--- Saved entries ---
▼

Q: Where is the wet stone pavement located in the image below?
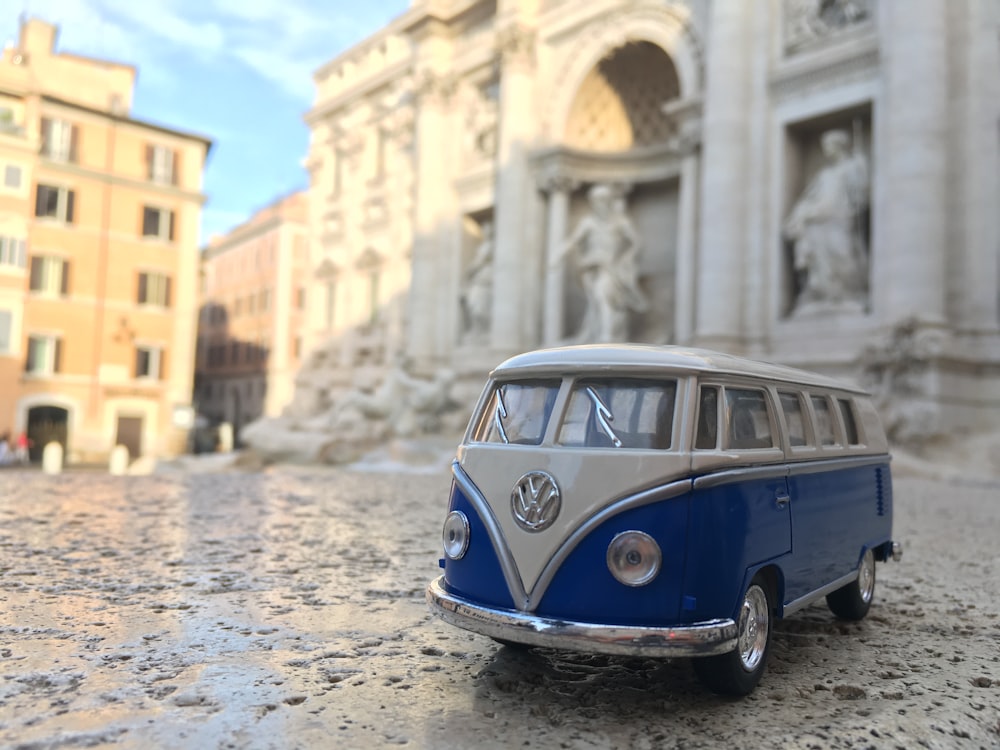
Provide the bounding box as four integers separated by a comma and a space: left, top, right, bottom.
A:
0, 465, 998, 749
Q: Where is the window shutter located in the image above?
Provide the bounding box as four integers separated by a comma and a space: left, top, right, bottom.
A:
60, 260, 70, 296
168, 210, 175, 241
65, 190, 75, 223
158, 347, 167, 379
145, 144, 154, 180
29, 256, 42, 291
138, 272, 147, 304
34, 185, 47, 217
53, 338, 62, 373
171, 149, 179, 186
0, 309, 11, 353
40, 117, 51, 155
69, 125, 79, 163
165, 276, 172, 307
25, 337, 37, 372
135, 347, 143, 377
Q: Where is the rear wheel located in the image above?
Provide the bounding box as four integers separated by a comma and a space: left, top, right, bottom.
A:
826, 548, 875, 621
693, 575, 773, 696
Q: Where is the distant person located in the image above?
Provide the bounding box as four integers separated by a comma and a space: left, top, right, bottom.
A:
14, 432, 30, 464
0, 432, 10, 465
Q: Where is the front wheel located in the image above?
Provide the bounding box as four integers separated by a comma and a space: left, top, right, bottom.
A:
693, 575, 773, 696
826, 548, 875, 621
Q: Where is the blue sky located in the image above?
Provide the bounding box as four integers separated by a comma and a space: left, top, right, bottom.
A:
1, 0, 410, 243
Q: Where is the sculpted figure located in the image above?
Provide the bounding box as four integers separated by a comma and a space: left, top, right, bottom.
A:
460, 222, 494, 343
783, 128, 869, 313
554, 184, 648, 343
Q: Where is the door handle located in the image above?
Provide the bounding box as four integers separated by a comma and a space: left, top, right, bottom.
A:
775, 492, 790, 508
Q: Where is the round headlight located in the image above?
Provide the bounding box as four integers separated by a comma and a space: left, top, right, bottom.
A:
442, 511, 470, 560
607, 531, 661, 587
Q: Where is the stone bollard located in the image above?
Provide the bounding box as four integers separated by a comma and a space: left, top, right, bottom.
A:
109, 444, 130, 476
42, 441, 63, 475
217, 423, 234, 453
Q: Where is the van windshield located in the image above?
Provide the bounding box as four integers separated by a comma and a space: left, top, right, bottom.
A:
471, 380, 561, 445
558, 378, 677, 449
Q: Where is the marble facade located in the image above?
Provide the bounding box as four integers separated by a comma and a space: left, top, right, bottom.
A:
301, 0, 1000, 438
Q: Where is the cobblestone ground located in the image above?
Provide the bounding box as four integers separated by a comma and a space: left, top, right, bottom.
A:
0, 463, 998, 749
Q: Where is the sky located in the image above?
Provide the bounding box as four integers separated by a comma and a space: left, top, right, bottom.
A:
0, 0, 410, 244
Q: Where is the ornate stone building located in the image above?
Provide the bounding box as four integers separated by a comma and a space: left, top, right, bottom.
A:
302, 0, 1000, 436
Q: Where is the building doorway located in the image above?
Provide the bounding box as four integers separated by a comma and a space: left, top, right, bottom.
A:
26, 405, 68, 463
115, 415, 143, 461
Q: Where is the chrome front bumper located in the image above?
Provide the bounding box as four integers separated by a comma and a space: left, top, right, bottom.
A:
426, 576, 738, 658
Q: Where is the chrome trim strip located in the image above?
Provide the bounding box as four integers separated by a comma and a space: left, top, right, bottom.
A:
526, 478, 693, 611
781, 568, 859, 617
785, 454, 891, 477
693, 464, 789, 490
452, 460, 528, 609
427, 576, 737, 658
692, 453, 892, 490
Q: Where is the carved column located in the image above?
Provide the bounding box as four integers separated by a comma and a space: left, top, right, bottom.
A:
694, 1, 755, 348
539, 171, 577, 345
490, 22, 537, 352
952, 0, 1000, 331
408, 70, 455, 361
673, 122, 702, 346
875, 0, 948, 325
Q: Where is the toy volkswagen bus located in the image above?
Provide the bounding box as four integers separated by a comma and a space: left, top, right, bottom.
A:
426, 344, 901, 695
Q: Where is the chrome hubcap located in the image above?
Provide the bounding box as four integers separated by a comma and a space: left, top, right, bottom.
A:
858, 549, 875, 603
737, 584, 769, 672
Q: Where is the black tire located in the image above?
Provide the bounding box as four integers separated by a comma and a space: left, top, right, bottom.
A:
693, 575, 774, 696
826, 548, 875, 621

▲

--- What you need to do ---
In the copy, include no pictures; transcribe every record above verbatim.

--- Answer to the problem ---
Q: Where is the wet stone pavement located in the image below?
Provide the bounding box as four integers separated by a comma and a space: left, top, right, bottom.
A:
0, 465, 998, 749
Q: Where is the window shutter located in the image above?
Provide the bounding box as four integers separated by a comma and a space: left, top, right, bottom.
A:
60, 260, 70, 296
168, 210, 175, 241
65, 190, 75, 223
158, 347, 167, 379
145, 144, 154, 180
29, 256, 42, 291
138, 272, 147, 304
34, 185, 47, 217
53, 338, 62, 373
171, 149, 179, 186
0, 309, 11, 353
40, 117, 51, 155
69, 125, 79, 163
165, 276, 172, 307
25, 337, 37, 372
135, 347, 143, 377
Q: Where is the rear wheel located in the image above?
Provide the bounding box as four integers separated by a comma and a space: left, top, right, bottom.
A:
826, 548, 875, 621
693, 575, 773, 696
Q: Where is the distant person located in the image above?
Provide the bounding box as four integers separated by a comma and a space: left, top, right, bottom.
A:
14, 432, 30, 464
0, 432, 10, 465
Q: Where is the front wheel located in the image above?
Provide the bounding box as four integers separated by a comma and a space: left, top, right, bottom.
A:
693, 575, 773, 696
826, 548, 875, 621
Q: Where is the blue sky located in the image above?
Provide the bounding box as four integers separated by a comma and a space: left, top, right, bottom.
A:
1, 0, 410, 243
Q: Where is the sculpted figure located in the image above?
Provide the bounding box as four integers separated by a comma and a space: left, top, right, bottom.
A:
460, 222, 494, 343
783, 128, 869, 313
554, 184, 648, 343
Q: Where is the door handle located in the image above?
Provide the bounding box as four integers separated by a comma and a space: left, top, right, bottom.
A:
775, 492, 790, 508
Q: Where is the round headlight located in the image above?
Provide the bounding box as four integers separated by a comma and a space: left, top, right, bottom.
A:
442, 511, 470, 560
607, 531, 661, 587
Q: Where is the stone bollard located in the image above?
Provide the bounding box as four integers separated by a comma and a space: left, top, right, bottom.
A:
109, 444, 130, 476
42, 441, 63, 475
217, 423, 234, 453
Q: Where is the van windshield located in the image above?
Provide the bounding box as four integers separated by a comma and a space: left, top, right, bottom.
A:
471, 380, 561, 445
558, 378, 677, 449
Q: Where is the marble facade located in the image above?
Provide the bounding box as four integers separated by a comma and a space: left, top, right, bottom.
A:
301, 0, 1000, 438
Q: Where is the cobblestone ground located in the image above?
Provide the bounding box as four integers separated by a comma and a space: left, top, right, bottom.
A:
0, 463, 998, 749
Q: Where is the sky located in the image above?
Provide the bounding box as four integers separated by a comma and a space: left, top, right, bottom.
A:
0, 0, 410, 244
Q: Where is the ornate stone building located in the image above?
Provide the bounding box as four integers separated by a comma and a space: left, top, right, bottom.
A:
302, 0, 1000, 436
Q: Where is the building doorway located in the image above?
Provide the bounding box as four integers separated by a comma and a space: left, top, right, bottom.
A:
26, 405, 68, 463
115, 415, 143, 461
Q: Where is the chrome front bumper located in the image above?
Provide the bounding box as four integers separated by a comma and a space: left, top, right, bottom.
A:
426, 576, 738, 658
Q: Where is the chrome trim strip located in the image above?
Provide the bounding box as four integers separated by a comma and a space: left, top, right, bottom.
A:
526, 478, 693, 611
781, 568, 859, 617
785, 454, 891, 477
693, 464, 789, 490
452, 460, 528, 609
427, 576, 737, 658
692, 453, 892, 490
Q: Where is the carved column located in the image above?
Provide the bounding box as four integers separated by a comma and a space: left, top, right, bottom.
A:
694, 1, 755, 348
539, 171, 577, 345
490, 22, 537, 352
952, 0, 1000, 331
408, 70, 455, 361
673, 122, 702, 346
875, 0, 948, 325
Q: Where is the toy volkswagen bus located in the image above?
Provide the bounding box as four integers separated by a comma and a space: left, top, right, bottom.
A:
426, 344, 901, 695
Q: Where is the chrome hubcap located in the image above?
Provide the bounding box as four integers separated by a comma and a space: left, top, right, bottom.
A:
858, 549, 875, 603
737, 584, 769, 672
Q: Where is the black tire located in the image above?
Provide the bounding box as four integers separated by a comma and a space: left, top, right, bottom.
A:
693, 575, 774, 696
826, 548, 875, 621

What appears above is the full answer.